Exercise details.
In the article about Kenki Fukuoka, which medical school's entrance exam did he pass?

Extract.
THE ASSOCIATED PRESS
May 18, 2021 at 14:10 JST
In this Oct. 13, 2019, file photo, Kenki Fukuoka scores a try during the Rugby World Cup Pool A game at International Stadium against Scotland in Yokohama. (AP Photo)
The final of Japan’s Top League club competition on Sunday will mark the end of one of world rugby’s most distinguished and influential recent playing careers.
Japan winger Kenki Fukuoka will retire after the final between his Panasonic Wild Knights and Suntory Sungoliath, ending his playing career at its zenith to pursue a career as a doctor.
Fukuoka retired from international 15-a-side rugby after the 2019 World Cup in Japan and hoped to end his career by representing his country in sevens at the Tokyo Olympics. But the postponement of the Tokyo Games last year made that impossible.
In March, he announced he’d passed the entrance exam for the Juntendo University School of Medicine in Tokyo. He began his studies in April, forcing his withdrawal from the Japan rugby sevens program.
Instead, Fukuoka decided to play to the end of the Top League season before calling time on his playing career aged only 28. As if to demonstrate what Japan and world rugby is losing, Fukuoka scored three tries in the Wild Knights’ 48-21 semifinal win over Toyota Verblitz last weekend.

Given records.
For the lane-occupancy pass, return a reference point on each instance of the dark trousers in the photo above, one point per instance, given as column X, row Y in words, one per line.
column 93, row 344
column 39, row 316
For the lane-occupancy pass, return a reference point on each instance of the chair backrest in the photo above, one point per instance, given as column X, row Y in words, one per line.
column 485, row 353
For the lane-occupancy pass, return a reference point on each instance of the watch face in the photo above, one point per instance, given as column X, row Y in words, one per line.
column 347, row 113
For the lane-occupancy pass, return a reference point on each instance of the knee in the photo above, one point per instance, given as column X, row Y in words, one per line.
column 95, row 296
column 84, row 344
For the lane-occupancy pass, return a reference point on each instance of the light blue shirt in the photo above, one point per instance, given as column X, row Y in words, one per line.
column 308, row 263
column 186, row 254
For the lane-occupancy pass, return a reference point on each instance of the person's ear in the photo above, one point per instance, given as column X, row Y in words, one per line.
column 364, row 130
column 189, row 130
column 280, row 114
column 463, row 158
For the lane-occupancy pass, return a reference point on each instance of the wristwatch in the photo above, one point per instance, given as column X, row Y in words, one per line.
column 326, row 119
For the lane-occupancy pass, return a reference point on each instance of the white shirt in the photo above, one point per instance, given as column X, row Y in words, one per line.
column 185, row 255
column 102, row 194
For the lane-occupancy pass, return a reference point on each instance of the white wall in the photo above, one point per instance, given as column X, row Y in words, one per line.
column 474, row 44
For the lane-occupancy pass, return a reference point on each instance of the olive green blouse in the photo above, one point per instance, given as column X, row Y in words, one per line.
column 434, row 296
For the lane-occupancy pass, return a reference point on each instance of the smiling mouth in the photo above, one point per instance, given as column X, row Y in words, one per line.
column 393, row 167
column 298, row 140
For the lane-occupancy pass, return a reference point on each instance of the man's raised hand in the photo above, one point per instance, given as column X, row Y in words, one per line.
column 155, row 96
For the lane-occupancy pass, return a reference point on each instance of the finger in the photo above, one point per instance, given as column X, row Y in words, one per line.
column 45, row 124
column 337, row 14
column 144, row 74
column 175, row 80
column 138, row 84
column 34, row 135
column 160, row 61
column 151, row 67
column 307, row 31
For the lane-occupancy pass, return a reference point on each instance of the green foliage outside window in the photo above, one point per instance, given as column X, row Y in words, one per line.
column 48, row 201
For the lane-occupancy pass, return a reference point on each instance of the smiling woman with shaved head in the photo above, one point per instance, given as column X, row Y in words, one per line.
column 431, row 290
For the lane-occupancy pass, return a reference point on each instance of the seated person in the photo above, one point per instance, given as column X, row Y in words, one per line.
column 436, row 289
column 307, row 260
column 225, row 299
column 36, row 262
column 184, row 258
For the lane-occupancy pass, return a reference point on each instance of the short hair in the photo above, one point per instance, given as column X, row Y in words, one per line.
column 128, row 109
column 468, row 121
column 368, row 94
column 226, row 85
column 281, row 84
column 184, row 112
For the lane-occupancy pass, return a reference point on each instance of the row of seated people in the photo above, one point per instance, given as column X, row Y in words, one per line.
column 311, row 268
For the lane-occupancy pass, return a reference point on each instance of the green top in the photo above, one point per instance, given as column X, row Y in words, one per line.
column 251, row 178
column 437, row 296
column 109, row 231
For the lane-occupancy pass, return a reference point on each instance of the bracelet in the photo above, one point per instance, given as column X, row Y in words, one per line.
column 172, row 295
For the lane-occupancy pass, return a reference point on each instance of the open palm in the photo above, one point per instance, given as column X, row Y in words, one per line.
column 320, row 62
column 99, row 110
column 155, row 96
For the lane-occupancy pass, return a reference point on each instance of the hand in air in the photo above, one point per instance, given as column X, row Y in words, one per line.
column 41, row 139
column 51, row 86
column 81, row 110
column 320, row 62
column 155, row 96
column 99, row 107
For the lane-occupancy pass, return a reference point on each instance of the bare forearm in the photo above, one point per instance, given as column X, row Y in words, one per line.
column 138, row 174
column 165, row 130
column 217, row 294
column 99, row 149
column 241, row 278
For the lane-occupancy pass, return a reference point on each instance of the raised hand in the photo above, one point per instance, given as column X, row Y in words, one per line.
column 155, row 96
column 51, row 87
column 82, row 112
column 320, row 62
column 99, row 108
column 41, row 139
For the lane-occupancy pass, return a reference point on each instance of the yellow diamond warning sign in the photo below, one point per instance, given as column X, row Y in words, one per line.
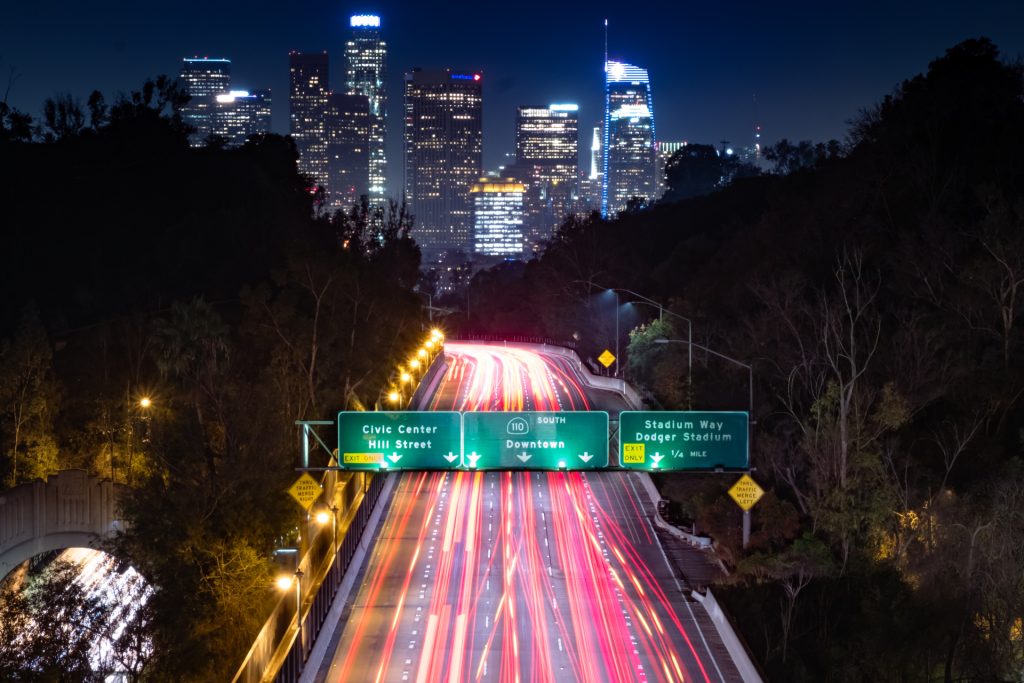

Output for this exercise.
The Juntendo University School of Medicine in Tokyo